**WHAT IS EXPECTED:**
Find the lines below that contain the string "side". Copy each one.

--- GIVEN ENTRIES Enclosed Below ---

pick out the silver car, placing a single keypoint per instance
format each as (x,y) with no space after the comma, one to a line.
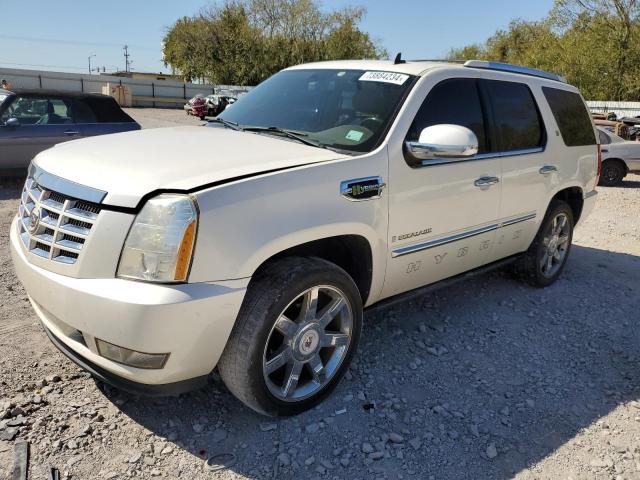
(33,120)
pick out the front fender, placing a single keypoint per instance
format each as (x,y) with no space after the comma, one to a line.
(244,223)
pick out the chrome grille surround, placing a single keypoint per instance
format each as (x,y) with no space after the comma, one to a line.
(53,225)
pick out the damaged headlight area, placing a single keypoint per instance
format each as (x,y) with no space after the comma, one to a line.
(161,240)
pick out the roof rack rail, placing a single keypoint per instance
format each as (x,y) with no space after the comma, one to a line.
(507,67)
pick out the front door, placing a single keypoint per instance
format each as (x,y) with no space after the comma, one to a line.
(442,213)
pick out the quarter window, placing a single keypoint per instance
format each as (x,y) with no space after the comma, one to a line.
(455,102)
(516,117)
(571,116)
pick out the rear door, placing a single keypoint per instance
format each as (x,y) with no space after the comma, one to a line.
(528,176)
(44,122)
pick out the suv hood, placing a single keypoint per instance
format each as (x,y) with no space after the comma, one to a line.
(130,165)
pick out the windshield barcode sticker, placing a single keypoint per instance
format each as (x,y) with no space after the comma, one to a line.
(385,77)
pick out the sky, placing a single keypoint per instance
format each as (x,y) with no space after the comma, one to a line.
(61,35)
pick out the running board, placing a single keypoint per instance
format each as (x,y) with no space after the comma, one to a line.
(420,291)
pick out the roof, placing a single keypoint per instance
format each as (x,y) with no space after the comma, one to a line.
(410,67)
(62,93)
(421,67)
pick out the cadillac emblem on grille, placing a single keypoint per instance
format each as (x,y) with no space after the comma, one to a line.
(34,221)
(53,225)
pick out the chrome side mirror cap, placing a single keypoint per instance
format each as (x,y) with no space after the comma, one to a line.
(444,141)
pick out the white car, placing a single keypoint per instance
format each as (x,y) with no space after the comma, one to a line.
(619,158)
(333,187)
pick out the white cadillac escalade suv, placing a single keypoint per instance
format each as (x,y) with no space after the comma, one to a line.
(332,187)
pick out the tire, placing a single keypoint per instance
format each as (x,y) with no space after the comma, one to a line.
(534,267)
(613,171)
(274,304)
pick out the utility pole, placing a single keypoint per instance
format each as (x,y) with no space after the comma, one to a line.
(126,58)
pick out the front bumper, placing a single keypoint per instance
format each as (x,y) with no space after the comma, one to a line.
(191,322)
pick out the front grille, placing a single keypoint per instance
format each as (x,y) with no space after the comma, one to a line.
(53,225)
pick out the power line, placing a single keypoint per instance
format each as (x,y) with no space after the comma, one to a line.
(42,66)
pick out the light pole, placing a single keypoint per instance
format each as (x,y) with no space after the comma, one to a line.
(89,58)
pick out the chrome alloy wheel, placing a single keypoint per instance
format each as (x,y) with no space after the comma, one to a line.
(308,343)
(555,245)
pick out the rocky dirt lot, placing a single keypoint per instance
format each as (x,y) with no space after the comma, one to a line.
(487,379)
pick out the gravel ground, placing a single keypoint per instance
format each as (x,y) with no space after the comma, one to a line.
(487,379)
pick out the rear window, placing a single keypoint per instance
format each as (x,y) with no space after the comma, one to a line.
(516,115)
(571,116)
(107,110)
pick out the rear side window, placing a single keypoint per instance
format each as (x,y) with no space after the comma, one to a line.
(516,117)
(107,110)
(604,138)
(571,116)
(455,102)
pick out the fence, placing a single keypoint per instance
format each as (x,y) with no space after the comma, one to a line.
(621,109)
(168,92)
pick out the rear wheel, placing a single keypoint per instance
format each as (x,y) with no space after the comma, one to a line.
(613,171)
(545,259)
(296,333)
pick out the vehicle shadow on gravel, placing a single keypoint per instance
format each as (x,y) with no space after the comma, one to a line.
(480,380)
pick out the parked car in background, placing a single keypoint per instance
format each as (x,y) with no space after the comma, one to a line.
(619,158)
(334,186)
(34,120)
(218,104)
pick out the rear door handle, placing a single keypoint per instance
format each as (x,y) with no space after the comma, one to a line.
(486,181)
(547,169)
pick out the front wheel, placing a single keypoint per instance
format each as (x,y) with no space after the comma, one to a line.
(294,337)
(545,259)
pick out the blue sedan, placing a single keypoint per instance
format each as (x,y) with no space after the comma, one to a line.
(33,120)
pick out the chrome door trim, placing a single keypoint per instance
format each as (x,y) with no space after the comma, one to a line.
(66,187)
(436,242)
(547,169)
(483,156)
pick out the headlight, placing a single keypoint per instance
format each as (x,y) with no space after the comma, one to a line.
(161,240)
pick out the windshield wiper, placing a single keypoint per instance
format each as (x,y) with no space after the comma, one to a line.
(226,123)
(294,135)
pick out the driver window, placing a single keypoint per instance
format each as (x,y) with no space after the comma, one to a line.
(455,102)
(38,111)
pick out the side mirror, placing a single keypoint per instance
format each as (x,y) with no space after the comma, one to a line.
(444,142)
(12,122)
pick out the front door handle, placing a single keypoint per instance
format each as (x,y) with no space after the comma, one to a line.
(547,169)
(486,181)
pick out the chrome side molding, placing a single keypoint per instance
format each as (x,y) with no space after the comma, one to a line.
(436,242)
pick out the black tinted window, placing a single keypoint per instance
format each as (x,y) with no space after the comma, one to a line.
(455,102)
(107,110)
(604,138)
(571,116)
(517,120)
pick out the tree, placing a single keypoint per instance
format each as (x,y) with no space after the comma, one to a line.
(245,41)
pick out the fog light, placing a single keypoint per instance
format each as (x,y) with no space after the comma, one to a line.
(131,357)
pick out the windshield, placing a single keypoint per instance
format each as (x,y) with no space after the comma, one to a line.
(341,109)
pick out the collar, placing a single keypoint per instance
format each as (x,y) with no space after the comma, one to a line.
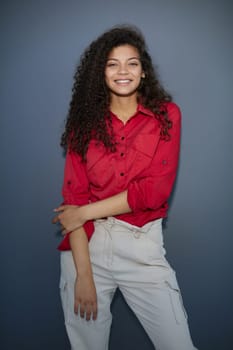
(144,110)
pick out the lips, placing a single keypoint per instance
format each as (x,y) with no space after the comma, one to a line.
(122,81)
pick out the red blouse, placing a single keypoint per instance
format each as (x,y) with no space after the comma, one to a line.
(143,164)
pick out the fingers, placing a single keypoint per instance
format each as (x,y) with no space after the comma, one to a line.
(61,208)
(55,220)
(86,310)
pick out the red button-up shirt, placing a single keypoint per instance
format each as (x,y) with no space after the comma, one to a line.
(143,164)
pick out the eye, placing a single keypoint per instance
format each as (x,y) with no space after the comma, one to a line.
(111,64)
(133,64)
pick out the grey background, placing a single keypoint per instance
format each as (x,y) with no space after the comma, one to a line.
(41,41)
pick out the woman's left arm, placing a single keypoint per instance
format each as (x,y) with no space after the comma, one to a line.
(72,217)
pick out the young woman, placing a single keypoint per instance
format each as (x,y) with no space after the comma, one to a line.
(122,138)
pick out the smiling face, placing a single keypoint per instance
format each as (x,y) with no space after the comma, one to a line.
(123,71)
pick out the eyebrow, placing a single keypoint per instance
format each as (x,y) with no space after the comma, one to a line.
(131,58)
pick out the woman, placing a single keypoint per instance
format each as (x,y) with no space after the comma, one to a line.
(122,138)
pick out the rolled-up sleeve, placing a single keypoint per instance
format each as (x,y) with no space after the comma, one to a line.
(75,190)
(153,189)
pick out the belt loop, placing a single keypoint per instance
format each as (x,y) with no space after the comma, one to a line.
(136,233)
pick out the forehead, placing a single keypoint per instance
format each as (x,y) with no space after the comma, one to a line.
(123,51)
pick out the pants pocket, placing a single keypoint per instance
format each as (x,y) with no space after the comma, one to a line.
(63,286)
(176,300)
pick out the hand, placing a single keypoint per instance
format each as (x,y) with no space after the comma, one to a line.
(85,298)
(70,217)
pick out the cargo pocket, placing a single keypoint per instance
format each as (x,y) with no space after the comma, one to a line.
(63,285)
(176,300)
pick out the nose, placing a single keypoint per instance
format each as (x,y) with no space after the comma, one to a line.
(122,69)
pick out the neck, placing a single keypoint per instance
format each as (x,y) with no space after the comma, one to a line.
(124,107)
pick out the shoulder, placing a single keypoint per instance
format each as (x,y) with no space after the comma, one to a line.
(174,111)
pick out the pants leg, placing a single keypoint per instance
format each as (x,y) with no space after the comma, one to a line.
(149,286)
(88,335)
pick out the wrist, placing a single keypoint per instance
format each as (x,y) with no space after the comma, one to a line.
(86,212)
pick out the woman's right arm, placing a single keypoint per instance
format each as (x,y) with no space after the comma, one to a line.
(85,298)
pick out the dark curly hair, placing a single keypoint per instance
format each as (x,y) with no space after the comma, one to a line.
(88,115)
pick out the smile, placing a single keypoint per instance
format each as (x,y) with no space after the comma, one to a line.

--- End of Enclosed GIVEN ENTRIES ---

**OUTPUT FOR THIS TASK:**
pick out the chrome side mirror cap, placing a single keypoint per instance
pick out the rear side window, placing a single keypoint per instance
pick out the side mirror, placing a single keypoint per instance
pick out the chrome side molding, placing a single keypoint per instance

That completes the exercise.